■ **ASSIGNMENT**: All the lines below need to be output exactly, apart from any images.

Region pointing data:
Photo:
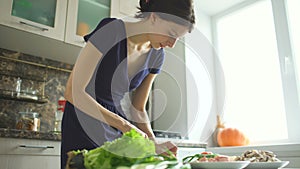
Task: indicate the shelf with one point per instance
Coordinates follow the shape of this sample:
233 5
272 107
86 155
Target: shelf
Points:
22 96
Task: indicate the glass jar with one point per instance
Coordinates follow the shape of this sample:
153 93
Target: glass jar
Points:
28 121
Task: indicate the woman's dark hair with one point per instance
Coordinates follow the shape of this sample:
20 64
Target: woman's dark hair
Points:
167 9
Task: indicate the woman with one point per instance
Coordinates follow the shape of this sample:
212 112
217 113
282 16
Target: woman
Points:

■ **YOUR SOLUTION**:
Photo:
Task: indicate the shelf with one point per instance
Coordinates follow the shape of this sample:
233 5
272 107
86 155
Target: shelf
Points:
22 96
Task: indicate the glass jar with one point per instance
Coordinates follow the shape of this sample:
153 93
Target: glass jar
Points:
28 121
Task: indicate the woman's dark hair with one point per instance
Coordinates follow the shape of this sample:
20 64
Target: woman's dark hair
Points:
167 9
Task: indicate the woman with one point per instance
Coordinates follow the shape of this sample:
212 112
217 113
282 16
Target: woman
Points:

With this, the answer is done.